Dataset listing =
** START **

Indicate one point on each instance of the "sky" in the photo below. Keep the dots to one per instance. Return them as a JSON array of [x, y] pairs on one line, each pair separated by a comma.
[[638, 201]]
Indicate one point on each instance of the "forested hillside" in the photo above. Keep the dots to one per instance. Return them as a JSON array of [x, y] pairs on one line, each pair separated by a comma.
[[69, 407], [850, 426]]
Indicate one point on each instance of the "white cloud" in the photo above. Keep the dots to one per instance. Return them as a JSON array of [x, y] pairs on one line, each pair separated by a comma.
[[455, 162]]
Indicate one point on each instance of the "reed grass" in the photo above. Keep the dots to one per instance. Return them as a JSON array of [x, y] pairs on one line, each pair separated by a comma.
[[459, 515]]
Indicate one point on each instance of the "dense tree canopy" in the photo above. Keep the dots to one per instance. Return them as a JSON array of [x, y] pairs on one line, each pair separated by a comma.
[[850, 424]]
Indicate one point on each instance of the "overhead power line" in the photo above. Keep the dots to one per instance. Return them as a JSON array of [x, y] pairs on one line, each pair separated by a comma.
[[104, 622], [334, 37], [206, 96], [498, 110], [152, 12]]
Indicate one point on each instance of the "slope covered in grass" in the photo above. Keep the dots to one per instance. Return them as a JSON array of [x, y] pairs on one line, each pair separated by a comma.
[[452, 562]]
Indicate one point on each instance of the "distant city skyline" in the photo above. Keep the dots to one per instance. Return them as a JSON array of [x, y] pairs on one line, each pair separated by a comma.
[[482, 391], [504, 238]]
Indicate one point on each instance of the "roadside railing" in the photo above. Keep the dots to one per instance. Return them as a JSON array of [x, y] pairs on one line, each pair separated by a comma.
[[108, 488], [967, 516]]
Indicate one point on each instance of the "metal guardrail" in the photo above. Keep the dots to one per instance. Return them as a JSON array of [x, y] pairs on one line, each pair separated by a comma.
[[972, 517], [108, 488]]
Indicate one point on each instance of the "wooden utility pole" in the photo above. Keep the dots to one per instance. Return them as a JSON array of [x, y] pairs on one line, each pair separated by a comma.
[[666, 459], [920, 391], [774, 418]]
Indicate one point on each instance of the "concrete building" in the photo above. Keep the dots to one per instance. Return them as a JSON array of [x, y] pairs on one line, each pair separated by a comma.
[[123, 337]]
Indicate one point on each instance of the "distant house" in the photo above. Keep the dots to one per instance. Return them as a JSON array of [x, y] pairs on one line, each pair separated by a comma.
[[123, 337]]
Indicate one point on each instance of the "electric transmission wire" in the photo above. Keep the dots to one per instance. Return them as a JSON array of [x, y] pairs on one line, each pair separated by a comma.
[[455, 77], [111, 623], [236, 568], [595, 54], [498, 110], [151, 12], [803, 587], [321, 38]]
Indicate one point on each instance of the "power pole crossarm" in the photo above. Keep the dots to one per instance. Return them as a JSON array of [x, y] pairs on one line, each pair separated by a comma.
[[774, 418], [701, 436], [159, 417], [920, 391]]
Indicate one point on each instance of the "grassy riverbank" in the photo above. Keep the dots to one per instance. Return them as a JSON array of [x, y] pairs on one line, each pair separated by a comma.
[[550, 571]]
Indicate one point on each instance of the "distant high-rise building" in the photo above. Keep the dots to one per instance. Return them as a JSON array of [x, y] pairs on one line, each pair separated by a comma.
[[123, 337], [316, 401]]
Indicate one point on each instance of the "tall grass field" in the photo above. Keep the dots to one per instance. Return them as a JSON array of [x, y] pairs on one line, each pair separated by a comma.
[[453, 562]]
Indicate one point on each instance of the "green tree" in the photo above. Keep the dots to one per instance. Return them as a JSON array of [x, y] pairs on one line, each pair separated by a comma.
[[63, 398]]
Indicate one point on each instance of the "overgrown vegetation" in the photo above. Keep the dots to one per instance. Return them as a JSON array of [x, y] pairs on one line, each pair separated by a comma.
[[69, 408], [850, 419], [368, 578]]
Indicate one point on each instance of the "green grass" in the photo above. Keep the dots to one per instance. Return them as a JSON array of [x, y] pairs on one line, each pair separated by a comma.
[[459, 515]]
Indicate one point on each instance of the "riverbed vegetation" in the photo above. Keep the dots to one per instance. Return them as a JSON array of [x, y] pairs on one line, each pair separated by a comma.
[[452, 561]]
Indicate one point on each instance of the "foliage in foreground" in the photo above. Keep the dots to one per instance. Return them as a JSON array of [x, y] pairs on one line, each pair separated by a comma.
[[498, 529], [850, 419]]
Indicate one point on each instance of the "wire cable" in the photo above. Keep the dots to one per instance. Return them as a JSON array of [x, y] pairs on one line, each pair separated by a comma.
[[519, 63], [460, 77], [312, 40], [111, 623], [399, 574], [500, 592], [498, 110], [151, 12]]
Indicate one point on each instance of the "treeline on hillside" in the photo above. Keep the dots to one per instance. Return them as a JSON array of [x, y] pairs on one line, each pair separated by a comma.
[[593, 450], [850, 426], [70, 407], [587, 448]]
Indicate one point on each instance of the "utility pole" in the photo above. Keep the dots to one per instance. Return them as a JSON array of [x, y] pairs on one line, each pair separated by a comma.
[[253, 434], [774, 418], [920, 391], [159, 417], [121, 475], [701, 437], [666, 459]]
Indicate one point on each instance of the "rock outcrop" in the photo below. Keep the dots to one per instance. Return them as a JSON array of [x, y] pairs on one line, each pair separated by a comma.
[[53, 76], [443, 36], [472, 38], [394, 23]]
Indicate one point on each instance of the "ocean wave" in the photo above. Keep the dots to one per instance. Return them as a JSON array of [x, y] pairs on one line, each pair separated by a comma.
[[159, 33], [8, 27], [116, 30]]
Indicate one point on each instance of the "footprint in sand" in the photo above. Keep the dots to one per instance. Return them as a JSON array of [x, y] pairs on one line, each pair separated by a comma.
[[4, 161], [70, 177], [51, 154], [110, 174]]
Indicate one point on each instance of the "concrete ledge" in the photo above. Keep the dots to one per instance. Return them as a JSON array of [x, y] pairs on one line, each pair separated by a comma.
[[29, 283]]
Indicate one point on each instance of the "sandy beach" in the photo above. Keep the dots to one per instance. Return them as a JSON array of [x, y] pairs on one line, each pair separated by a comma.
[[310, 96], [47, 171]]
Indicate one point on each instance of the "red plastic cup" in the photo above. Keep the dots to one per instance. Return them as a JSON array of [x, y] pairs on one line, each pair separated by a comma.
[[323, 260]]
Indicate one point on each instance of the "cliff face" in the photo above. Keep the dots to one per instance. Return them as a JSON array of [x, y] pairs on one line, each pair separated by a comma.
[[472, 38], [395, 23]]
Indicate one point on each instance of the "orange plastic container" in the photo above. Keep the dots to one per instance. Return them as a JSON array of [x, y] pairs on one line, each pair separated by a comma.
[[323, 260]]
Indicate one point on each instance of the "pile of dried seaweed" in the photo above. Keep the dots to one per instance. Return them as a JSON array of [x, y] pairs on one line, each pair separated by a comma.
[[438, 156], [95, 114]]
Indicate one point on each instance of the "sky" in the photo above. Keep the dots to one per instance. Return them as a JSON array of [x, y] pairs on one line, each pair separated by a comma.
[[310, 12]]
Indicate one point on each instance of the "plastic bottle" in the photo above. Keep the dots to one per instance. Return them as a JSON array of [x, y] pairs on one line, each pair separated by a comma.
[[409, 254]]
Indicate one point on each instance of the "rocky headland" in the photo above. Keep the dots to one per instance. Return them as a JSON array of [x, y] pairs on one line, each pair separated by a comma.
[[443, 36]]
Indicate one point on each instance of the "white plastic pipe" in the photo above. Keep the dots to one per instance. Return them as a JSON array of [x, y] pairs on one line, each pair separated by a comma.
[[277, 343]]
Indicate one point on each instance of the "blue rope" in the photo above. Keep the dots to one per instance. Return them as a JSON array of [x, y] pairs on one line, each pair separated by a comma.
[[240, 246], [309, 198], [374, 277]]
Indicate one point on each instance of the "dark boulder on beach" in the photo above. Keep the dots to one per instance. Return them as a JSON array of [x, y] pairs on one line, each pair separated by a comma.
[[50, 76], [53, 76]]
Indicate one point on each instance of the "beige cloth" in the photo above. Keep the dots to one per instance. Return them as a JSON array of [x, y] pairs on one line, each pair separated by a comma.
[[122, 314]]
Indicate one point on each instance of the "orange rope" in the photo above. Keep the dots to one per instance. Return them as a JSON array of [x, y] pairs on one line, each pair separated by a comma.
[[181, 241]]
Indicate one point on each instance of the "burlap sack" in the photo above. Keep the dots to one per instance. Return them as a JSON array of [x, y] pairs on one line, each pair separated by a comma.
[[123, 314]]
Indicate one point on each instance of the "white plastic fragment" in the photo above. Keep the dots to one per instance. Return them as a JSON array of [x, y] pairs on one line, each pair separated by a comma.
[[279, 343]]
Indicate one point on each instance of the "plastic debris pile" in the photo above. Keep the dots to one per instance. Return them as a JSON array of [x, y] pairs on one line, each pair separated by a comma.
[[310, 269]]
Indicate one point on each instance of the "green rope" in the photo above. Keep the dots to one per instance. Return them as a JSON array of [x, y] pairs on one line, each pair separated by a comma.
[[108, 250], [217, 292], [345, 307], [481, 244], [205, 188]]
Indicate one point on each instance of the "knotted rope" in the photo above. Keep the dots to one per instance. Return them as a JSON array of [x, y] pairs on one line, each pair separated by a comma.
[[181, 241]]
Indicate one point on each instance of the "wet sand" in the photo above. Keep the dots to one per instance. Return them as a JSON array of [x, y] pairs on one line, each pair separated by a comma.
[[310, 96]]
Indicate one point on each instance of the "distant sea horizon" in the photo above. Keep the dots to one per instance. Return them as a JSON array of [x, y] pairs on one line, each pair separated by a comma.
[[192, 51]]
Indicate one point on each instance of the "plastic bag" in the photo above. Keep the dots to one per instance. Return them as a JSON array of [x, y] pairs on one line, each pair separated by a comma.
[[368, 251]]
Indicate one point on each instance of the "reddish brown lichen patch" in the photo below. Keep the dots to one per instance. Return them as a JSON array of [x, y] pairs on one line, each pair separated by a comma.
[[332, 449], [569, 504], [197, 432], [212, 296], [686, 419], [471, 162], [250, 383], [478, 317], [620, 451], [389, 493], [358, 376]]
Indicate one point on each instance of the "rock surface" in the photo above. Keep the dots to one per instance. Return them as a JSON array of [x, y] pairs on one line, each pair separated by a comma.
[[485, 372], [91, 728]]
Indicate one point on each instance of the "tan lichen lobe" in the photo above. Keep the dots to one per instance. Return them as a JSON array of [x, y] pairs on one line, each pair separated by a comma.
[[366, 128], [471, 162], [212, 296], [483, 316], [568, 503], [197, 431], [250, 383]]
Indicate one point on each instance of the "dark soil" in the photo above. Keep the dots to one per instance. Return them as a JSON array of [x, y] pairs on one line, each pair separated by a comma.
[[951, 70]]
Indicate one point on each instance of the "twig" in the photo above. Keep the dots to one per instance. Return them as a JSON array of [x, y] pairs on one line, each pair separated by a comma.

** END **

Find every line in the listing above that contains the string "pile", matching case exactly, and copy each of those lines.

Indicate one point on each instance of the "pile of dried seaweed" in the photo above. Keep the dots to one per instance. Return them as a JSON array of [x, y] pairs on one line, each pair separated by a comma.
Indicate one point on each instance of the "plastic debris pile" in the photo above. Keep the dots to one per instance. Return them as a JSON array of [x, y] pairs on one line, each pair separated by a comma.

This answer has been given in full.